'''
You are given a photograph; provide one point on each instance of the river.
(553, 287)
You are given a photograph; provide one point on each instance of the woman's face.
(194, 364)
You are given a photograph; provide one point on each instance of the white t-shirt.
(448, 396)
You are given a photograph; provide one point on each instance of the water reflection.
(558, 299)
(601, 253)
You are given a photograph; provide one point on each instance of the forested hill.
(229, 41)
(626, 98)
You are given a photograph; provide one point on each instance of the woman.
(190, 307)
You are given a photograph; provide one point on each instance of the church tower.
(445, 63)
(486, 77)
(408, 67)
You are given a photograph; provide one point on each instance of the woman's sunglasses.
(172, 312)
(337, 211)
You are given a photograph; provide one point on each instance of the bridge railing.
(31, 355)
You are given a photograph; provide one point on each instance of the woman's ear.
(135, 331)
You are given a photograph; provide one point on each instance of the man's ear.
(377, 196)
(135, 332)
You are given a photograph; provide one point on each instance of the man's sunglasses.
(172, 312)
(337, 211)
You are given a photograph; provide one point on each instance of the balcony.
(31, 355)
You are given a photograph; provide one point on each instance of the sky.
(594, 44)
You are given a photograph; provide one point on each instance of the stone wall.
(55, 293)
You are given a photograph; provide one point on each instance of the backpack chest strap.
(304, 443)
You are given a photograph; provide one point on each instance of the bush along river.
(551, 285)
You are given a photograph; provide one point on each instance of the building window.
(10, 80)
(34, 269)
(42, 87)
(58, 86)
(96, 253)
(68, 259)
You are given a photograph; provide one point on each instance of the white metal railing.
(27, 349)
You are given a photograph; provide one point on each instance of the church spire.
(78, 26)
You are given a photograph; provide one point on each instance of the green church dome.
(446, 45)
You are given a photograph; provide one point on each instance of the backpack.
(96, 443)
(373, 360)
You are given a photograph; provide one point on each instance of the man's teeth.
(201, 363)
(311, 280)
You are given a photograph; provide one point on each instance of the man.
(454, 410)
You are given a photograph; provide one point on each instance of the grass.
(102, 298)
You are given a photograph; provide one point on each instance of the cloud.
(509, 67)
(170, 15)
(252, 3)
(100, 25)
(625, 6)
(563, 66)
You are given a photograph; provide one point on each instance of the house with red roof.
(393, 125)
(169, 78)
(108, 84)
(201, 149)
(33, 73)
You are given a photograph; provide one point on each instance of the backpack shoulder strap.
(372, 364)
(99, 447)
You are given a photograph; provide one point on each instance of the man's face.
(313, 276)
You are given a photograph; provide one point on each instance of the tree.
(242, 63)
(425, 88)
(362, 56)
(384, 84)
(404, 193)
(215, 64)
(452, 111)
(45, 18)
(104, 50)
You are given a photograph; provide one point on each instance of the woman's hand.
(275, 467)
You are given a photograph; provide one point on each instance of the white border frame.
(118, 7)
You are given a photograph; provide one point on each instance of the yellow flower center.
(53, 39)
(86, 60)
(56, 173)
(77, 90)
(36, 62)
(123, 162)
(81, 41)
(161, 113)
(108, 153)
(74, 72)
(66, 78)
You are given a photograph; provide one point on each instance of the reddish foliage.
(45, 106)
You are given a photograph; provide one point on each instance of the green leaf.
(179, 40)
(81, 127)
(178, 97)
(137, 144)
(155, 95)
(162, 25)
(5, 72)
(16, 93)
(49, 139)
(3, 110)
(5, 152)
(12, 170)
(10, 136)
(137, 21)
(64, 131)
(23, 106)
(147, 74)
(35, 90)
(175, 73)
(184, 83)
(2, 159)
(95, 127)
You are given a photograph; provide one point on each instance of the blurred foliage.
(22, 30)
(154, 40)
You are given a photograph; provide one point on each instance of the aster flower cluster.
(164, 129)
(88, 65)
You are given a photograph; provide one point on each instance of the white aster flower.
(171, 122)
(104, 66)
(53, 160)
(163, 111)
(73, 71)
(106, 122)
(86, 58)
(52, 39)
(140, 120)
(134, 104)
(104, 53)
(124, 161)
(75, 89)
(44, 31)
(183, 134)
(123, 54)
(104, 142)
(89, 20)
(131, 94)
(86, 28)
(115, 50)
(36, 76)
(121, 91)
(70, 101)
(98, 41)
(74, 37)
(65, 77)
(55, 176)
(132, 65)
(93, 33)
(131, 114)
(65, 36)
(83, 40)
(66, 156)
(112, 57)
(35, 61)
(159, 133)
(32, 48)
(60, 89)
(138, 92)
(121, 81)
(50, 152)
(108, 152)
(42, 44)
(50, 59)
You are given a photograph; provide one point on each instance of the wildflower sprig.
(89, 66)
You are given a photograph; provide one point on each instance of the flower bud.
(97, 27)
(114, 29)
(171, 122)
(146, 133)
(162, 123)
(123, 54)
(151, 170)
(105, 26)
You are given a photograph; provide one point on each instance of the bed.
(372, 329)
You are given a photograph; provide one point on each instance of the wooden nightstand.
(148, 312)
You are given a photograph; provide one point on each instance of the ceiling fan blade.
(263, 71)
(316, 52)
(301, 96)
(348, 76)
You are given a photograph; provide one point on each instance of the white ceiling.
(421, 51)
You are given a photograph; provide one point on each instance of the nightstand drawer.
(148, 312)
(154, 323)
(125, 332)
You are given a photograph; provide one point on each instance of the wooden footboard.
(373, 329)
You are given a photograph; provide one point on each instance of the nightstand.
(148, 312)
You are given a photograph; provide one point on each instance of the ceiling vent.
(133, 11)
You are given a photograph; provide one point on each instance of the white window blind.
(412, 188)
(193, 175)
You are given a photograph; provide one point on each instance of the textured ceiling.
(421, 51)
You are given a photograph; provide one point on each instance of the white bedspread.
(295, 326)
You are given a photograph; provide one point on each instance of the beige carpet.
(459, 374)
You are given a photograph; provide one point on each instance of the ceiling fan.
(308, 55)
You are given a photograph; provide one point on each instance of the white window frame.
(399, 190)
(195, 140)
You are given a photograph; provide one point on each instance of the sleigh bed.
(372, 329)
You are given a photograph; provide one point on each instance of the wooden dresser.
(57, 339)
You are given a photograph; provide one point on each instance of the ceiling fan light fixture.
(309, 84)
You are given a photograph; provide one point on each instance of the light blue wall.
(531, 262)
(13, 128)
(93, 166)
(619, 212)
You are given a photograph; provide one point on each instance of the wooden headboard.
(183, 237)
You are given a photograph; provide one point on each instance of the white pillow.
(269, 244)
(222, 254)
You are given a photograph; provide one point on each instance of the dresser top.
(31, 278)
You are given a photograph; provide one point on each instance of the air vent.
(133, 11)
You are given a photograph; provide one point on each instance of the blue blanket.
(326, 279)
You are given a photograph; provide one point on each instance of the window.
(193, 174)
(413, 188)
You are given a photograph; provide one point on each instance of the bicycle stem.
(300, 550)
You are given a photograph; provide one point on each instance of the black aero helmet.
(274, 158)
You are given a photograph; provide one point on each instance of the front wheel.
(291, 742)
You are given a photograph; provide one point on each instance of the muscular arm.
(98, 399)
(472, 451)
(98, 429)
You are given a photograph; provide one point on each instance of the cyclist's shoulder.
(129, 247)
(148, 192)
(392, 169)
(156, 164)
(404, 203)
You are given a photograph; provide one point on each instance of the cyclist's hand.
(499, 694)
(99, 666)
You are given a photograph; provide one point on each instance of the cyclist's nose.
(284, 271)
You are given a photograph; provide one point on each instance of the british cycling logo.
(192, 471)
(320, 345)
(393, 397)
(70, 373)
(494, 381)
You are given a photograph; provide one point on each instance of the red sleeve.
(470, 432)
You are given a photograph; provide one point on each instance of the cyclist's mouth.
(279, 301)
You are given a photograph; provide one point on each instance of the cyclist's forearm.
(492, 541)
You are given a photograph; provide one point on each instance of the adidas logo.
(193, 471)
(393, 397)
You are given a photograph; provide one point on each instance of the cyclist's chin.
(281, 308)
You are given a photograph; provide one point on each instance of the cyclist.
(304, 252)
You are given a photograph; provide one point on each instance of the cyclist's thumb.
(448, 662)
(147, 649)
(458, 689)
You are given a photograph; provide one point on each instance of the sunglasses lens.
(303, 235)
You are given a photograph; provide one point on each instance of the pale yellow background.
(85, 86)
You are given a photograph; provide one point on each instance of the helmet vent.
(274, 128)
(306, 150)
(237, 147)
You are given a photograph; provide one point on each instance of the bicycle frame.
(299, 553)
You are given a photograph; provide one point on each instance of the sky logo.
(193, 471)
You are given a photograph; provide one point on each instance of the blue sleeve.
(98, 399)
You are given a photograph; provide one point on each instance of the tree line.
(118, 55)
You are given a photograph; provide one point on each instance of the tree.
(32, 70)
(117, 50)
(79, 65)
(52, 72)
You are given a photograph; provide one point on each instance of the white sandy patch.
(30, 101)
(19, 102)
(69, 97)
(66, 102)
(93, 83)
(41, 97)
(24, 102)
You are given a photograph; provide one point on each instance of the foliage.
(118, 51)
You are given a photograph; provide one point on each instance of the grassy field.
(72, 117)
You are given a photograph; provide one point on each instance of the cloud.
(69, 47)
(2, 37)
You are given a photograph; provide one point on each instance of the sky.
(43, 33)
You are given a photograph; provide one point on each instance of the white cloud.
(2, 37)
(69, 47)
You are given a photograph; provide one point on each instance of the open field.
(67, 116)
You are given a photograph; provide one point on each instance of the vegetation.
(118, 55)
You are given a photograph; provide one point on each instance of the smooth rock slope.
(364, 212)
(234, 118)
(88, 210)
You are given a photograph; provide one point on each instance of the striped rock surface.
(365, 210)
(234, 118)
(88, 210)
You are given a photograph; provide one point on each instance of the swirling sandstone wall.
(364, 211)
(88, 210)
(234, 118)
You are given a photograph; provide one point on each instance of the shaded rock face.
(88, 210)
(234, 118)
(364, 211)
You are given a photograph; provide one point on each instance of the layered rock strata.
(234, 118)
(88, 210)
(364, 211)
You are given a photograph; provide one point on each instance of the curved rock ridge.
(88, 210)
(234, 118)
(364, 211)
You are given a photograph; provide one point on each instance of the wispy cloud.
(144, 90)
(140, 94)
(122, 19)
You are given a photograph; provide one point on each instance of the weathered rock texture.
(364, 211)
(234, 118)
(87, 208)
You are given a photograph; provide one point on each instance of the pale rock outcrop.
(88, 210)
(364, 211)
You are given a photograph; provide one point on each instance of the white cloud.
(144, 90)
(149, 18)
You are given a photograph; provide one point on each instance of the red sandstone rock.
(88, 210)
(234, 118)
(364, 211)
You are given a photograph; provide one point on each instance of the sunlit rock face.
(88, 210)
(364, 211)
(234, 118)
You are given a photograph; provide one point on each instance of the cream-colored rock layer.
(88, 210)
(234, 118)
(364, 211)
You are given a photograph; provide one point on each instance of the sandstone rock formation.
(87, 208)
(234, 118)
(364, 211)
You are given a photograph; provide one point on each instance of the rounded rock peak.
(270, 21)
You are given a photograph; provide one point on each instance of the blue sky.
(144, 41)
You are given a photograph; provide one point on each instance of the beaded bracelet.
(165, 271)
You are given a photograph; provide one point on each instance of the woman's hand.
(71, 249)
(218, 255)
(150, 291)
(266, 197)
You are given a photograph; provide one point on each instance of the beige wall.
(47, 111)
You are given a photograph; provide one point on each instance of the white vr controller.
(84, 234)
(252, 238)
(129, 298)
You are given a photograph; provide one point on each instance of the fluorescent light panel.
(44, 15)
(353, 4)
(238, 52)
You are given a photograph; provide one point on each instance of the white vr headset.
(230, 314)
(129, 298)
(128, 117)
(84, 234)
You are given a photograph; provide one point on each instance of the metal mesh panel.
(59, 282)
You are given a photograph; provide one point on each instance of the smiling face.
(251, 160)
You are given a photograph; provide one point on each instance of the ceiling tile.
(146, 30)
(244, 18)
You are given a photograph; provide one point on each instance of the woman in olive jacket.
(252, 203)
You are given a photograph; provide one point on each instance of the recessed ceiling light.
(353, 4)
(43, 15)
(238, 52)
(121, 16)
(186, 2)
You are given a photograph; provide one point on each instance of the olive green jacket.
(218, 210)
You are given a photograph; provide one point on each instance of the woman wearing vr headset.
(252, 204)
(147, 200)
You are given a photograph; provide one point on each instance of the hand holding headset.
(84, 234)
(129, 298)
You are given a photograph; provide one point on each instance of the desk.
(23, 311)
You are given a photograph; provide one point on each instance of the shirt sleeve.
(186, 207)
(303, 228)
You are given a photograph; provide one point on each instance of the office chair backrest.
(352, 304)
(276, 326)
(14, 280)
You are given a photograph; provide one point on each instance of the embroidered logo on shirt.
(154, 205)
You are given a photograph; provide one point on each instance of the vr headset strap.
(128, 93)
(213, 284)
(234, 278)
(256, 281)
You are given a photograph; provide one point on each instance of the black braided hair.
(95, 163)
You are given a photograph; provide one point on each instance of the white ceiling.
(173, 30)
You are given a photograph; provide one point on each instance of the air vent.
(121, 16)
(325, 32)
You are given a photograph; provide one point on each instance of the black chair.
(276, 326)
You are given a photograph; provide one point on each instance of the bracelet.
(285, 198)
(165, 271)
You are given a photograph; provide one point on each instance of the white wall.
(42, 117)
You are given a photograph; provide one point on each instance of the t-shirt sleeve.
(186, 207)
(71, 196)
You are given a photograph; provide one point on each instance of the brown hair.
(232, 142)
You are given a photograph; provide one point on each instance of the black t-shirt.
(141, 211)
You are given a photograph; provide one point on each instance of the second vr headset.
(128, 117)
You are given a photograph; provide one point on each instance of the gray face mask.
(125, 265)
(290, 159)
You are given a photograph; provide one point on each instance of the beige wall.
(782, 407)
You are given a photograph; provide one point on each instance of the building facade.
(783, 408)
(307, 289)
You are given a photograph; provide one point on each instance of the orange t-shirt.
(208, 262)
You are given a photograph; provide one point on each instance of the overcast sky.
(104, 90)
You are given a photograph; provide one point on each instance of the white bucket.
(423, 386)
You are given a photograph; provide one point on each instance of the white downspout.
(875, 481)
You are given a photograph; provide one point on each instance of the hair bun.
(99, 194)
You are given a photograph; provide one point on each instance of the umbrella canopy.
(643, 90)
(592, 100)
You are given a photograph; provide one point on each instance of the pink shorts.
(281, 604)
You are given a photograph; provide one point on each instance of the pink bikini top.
'''
▶ [Required work]: From the line with "the black t-shirt." to the final line of the data above, please reproduce every line exactly and add nothing.

▶ [Completed task]:
You are given a photograph; provide one point on each instance of the black t-shirt.
(141, 211)
You are given a photograph; provide one point on each instance of the second vr headset.
(128, 117)
You are given a photograph; provide one point on each instance of the gray face mask.
(125, 265)
(290, 159)
You are given a photograph; provide one point on each instance of the beige wall.
(782, 407)
You are given a photograph; provide one point on each instance of the building facade.
(783, 408)
(307, 289)
You are given a photograph; provide one point on each instance of the orange t-shirt.
(208, 262)
You are given a photograph; provide one point on each instance of the overcast sky.
(104, 90)
You are given a photograph; provide one point on each instance of the white bucket.
(423, 386)
You are given a photograph; provide one point on each instance of the white downspout.
(875, 481)
You are given a photograph; provide one point on each instance of the hair bun.
(99, 194)
You are given a photograph; provide one point on each instance of the umbrella canopy.
(643, 90)
(592, 100)
You are given a photograph; provide one point on each instance of the pink shorts.
(281, 604)
You are given a photograph; provide one point on each instance of the pink bikini top.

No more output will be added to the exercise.